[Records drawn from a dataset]
Start of Block
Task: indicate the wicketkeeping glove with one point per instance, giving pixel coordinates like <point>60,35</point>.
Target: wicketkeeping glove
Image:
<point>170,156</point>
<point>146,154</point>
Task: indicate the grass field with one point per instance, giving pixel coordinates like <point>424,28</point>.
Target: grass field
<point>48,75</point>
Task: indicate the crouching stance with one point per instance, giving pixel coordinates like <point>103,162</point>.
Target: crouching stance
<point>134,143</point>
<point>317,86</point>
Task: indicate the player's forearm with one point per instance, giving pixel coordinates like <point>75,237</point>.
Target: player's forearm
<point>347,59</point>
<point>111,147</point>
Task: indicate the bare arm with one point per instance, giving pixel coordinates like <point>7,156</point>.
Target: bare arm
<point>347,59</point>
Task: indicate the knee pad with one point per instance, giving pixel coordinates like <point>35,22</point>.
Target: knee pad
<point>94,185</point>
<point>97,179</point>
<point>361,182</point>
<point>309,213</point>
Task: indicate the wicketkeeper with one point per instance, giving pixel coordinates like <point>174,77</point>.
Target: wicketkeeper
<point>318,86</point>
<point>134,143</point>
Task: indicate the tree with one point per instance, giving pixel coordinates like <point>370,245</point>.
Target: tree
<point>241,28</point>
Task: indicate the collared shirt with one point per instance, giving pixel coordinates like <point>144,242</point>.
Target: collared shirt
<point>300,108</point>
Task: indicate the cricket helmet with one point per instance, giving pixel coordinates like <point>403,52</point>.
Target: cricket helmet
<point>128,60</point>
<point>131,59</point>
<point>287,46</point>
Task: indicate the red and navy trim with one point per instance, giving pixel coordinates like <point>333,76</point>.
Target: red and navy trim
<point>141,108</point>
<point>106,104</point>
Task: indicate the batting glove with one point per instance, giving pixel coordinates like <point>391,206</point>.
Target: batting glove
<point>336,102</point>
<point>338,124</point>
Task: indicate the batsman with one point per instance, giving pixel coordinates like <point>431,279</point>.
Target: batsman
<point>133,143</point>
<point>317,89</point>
End of Block
From the records above, copy each line that contains the word "wicketkeeping".

• _Output_
Task: indicate the wicketkeeping glove with one point per instance, giving pixel coordinates like <point>60,35</point>.
Target: wicketkeeping glove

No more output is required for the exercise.